Directive 1: Reproduce every one of the rows below word for word, leaving out the passage on signal-to-noise measurement.
>> BEGIN Passage
Based on the normalized energy measurements, determined as described above, the SNR module 32 generates an SNR measurement. The SNR measurement, as already noted, is an oft-used figure of merit that provides an indication of a system's performance. Since the SNR typically measures a ratio of the power or energy of an input signal to the power or energy of noise affecting the system into which the signal is inputted, the SNR generated by the SNR module 32 provides an indication of the relative strength of the speech signal to ambient noise. Since a low SNR adversely affects the speech recognition processes of the automatic speech recognition device 28, including feature extraction and silence detection, it is desirable to provide for SNR improvement in the event of a low SNR.

The framing of input signals and resulting determination of corresponding energy levels enables the comparison of speech to non-speech content, according to one embodiment. More particularly, the SNR module 32 generates a group of samples based on the signal input. A signal history or profile, which can be stored in a memory (not shown), is accessible to the SNR module 32 and comprises at least one frame of speech and at least one frame of non-speech. This enables the SNR module 32 to compare the energy of the signal input, determined as described above, for example, with that of the stored signal profile or history. The comparison enables a determination of whether the signal input contains speech and/or non-speech content, and where each is located within an input signal (i.e., where speech begins and ends versus where non-speech begins and ends). This determination can be made with a reasonable degree of accuracy. Accordingly, the SNR module 32 generates an SNR measurement based on a comparison of the speech content to the non-speech content of the input signal.

According to still another embodiment, the determination made by the system 20 regarding which portions of a signal input contain speech and which portions contain non-speech is based upon a Gaussian distance measurement relative to predetermined silence and speech models. The determination of whether the signal contains speech or not is based on whether a current frame of the signal is closer to the silence model or to the speech model. Again, these determinations enable the SNR module 32 to generate an SNR measurement based on a comparison of the speech content to the non-speech content of the input signal.

With respect to both of these illustrative techniques of determining which portions of signal input contain speech and which contain non-speech, multiple frames can be stored and averaged so as to provide smoother transitions as the signals change and so as to eliminate spikes and valleys in the signal profile. This can provide smoother changes as the SNR transitions from one level to another.
>> END Passage
Directive 2: In the passage on signal-to-noise measurement, a Gaussian distance measurement is taken relative to what?
>> BEGIN Entries shown
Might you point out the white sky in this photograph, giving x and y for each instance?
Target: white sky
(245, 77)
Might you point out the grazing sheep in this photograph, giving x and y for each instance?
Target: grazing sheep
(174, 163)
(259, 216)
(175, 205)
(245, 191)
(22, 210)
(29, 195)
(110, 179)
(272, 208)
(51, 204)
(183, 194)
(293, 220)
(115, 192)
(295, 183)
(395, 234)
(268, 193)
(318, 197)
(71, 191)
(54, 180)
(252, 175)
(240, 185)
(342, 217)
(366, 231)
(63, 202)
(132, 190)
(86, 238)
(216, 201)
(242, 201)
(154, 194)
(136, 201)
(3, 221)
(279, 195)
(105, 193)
>> END Entries shown
Exercise result 1:
Might you point out the white sky in this photograph, giving x and y for each instance?
Target: white sky
(245, 77)
Might you point out the grazing sheep in this photograph, giving x and y for each instance?
Target: grazing sheep
(174, 163)
(259, 216)
(175, 205)
(245, 191)
(22, 210)
(29, 195)
(110, 179)
(272, 208)
(51, 204)
(183, 194)
(293, 220)
(115, 192)
(295, 183)
(395, 234)
(268, 193)
(318, 197)
(71, 191)
(54, 180)
(252, 175)
(240, 185)
(342, 217)
(366, 231)
(63, 202)
(132, 190)
(86, 238)
(216, 201)
(242, 201)
(154, 194)
(136, 201)
(3, 221)
(279, 195)
(105, 193)

Exercise result 2: Predetermined silence and speech models.